→ PROBLEM DESCRIPTION: Could you output the entries that follow exactly, omitting any pictures they contain?

→ SOURCE MATERIAL:
▼▼▼
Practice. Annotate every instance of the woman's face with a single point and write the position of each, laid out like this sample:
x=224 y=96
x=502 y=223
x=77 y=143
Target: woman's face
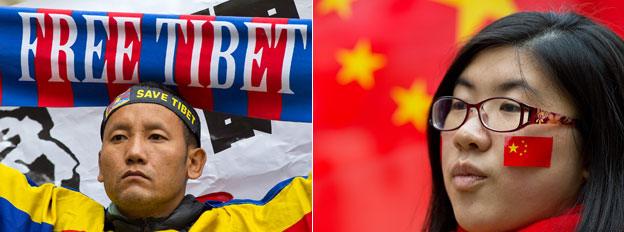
x=504 y=197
▲▲▲
→ FINISHED EXERCISE:
Practice. Annotate every instance of the woman's face with a single point and write the position of each, laid out like this sample:
x=224 y=96
x=502 y=223
x=77 y=143
Target: woman's face
x=504 y=197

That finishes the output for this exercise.